EXERCISE: Take the lines of the data below from the very first through the line containing "Target: distant hill" and output them exactly, pictures excluded.

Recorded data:

▽

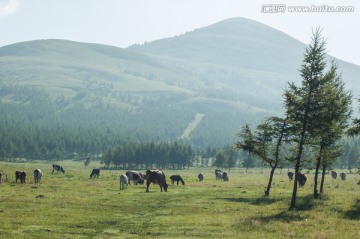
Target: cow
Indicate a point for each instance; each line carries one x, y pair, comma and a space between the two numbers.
156, 176
301, 178
177, 178
225, 176
124, 181
333, 174
218, 174
20, 175
58, 168
343, 176
95, 173
290, 175
200, 177
37, 176
136, 177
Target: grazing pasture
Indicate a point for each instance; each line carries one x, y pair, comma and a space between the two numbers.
72, 205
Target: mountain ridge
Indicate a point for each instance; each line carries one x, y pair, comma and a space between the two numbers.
230, 72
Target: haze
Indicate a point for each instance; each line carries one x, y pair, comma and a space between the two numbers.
124, 23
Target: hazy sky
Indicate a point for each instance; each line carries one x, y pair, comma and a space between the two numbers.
125, 22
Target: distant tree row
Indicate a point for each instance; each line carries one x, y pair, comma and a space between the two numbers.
149, 155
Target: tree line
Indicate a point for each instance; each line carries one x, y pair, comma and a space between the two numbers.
149, 155
316, 117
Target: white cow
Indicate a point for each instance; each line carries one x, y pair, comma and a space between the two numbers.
124, 181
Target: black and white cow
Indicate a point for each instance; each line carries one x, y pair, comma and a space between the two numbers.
124, 181
95, 173
200, 177
218, 174
156, 176
20, 175
343, 176
290, 175
225, 176
58, 168
136, 177
177, 178
37, 176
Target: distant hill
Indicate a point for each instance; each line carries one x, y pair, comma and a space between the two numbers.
230, 73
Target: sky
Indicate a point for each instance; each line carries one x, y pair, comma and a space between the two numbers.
123, 23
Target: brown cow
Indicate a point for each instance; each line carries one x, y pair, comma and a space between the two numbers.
333, 174
156, 176
20, 175
177, 178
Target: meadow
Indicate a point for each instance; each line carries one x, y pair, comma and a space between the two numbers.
72, 205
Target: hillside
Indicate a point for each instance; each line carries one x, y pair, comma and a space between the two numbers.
230, 73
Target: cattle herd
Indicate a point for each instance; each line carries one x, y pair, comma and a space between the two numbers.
152, 176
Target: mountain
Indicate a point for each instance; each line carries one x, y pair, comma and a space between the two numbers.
203, 84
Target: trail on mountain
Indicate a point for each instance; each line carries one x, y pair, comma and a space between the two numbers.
192, 126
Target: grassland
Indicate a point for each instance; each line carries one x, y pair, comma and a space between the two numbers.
71, 205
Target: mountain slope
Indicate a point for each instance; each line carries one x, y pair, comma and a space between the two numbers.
230, 73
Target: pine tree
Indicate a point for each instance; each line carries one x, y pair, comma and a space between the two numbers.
306, 105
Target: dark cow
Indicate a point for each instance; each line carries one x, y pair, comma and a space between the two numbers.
343, 176
58, 168
333, 174
218, 174
177, 178
290, 175
136, 177
156, 176
200, 177
124, 181
37, 176
301, 178
225, 176
95, 173
20, 175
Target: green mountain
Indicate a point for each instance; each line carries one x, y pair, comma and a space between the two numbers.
200, 86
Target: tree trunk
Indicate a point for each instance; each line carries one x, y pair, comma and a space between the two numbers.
322, 179
267, 191
316, 194
293, 198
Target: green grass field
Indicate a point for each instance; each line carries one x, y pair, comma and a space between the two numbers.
72, 205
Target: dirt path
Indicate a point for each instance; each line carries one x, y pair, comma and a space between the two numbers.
192, 126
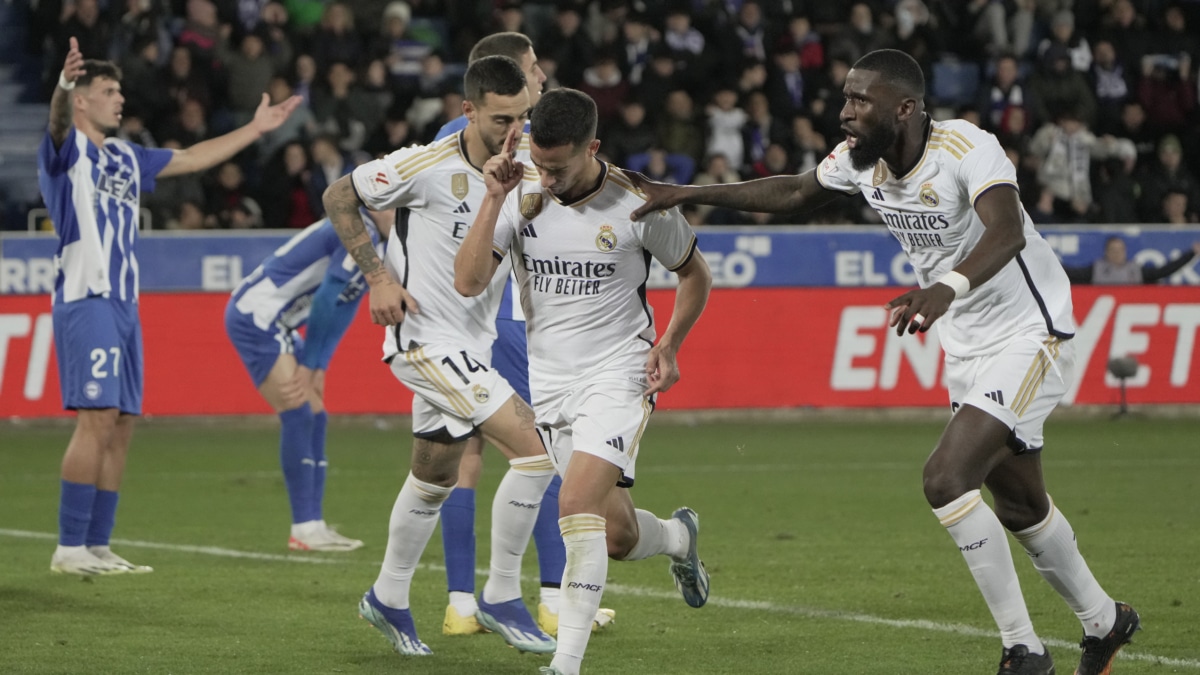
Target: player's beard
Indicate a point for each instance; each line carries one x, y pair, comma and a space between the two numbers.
869, 148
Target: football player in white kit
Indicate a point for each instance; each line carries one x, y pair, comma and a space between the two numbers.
1003, 312
594, 365
438, 345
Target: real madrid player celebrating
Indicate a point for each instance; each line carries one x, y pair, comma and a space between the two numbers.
948, 193
441, 348
594, 366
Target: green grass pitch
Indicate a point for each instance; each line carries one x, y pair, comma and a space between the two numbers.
825, 557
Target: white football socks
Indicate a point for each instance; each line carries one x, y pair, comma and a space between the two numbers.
1051, 547
413, 519
657, 536
984, 545
514, 514
583, 580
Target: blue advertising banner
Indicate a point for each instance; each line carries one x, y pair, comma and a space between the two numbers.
851, 256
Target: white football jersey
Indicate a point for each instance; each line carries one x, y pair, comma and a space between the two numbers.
581, 268
438, 192
931, 213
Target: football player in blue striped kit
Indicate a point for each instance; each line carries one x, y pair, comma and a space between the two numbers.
91, 184
310, 281
510, 357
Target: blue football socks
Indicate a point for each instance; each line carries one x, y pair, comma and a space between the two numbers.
459, 539
75, 513
295, 457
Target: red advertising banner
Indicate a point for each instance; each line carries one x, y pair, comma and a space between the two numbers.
753, 348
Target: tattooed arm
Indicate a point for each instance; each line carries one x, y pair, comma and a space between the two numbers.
773, 195
389, 300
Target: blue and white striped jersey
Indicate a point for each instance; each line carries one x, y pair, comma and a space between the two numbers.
93, 197
281, 290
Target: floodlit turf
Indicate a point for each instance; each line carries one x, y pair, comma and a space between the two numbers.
823, 556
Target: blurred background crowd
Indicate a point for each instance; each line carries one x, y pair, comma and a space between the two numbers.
1093, 100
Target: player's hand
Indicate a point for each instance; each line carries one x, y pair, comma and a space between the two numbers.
661, 369
917, 310
659, 196
389, 302
72, 69
502, 173
269, 118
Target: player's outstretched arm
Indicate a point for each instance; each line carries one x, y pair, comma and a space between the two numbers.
389, 299
213, 151
1000, 209
474, 263
691, 296
60, 102
773, 195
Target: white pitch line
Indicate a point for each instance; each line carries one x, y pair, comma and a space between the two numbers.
637, 591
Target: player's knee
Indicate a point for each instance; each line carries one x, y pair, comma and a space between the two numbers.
621, 539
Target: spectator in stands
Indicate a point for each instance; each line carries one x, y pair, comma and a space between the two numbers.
299, 126
1116, 268
681, 131
858, 36
725, 123
1001, 28
285, 189
605, 84
343, 109
190, 126
569, 46
785, 83
1167, 91
808, 147
1127, 33
1066, 150
395, 132
229, 203
328, 165
630, 135
1057, 89
400, 47
634, 47
1063, 34
181, 82
1110, 85
251, 69
1165, 173
1002, 95
761, 130
1177, 209
336, 40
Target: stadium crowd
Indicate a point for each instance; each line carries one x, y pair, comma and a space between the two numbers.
1095, 101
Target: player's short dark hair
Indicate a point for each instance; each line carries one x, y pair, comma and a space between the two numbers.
563, 117
511, 45
895, 67
492, 75
94, 69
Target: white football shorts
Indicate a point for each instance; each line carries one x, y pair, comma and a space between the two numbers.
1019, 386
454, 389
604, 418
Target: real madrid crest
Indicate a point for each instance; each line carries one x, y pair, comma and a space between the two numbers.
531, 205
928, 196
459, 185
881, 174
607, 239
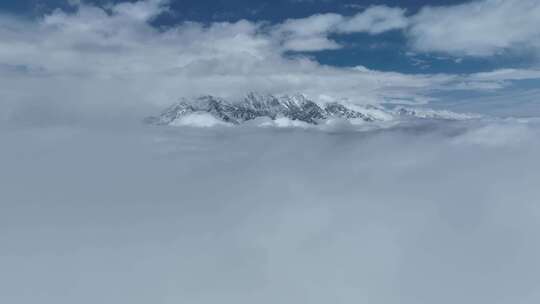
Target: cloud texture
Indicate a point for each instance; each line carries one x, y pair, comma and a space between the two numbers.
433, 213
111, 61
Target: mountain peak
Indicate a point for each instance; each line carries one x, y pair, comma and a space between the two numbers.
297, 107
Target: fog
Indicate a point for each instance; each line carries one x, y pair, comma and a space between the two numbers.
425, 213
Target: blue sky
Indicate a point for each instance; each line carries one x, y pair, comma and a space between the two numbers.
416, 52
388, 51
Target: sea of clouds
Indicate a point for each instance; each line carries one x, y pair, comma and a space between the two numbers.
432, 212
96, 207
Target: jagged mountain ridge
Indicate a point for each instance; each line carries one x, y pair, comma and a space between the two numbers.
293, 107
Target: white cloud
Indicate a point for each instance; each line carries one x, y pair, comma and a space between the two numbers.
311, 33
478, 28
67, 64
206, 216
376, 20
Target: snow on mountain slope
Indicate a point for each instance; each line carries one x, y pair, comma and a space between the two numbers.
297, 110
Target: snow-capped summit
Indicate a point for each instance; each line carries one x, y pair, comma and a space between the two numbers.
210, 110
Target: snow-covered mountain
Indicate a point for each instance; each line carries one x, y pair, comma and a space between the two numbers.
210, 110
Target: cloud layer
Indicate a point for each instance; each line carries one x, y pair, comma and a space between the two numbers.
444, 213
68, 65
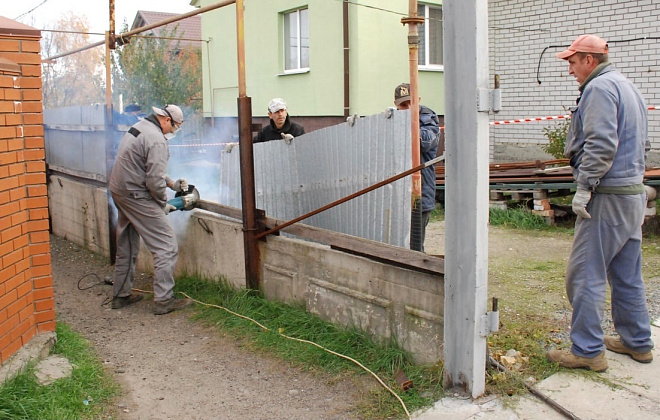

△

EXERCISE SOLUTION:
Target: cow
Indicate a point for each instance; each line carries one x, y pair, comma and a space between the two numbers.
156, 176
301, 178
177, 178
225, 176
124, 181
333, 174
218, 174
20, 175
58, 168
343, 176
95, 173
290, 175
200, 177
37, 176
136, 177
Target: grazing pasture
Indicate a point for each instance; each line carries one x, y pair, comma and a space between the two numbers.
72, 205
Target: mountain ridge
Indicate a point for each instance; each line carries one x, y pair, comma and a space between the two numbers.
230, 72
Target: haze
Indicate a point for each instance; each line carries one x, y pair, comma and a space between the two numbers.
124, 23
Target: hazy sky
Indicate a point for each instance; each line carries one x, y pair, comma and a space between the two numbers.
125, 22
Target: distant tree row
Indicate a point for each instance; each line carries one x, y pair, comma and a space between the two numbers.
149, 155
Target: tree line
Indicate a point for each instance; each line carries one x, y pair, comma and a space between the two numbers.
149, 155
316, 117
Target: white cow
Indicate a point for each instance; each line carries one x, y pair, comma and a space between the two numbers.
124, 181
Target: black and white cow
Indicate a point for each instance; each line carries one x, y pair, comma and a space between the two numbers.
124, 181
95, 173
200, 177
218, 174
156, 176
20, 175
343, 176
290, 175
225, 176
58, 168
136, 177
177, 178
37, 176
Target: distant hill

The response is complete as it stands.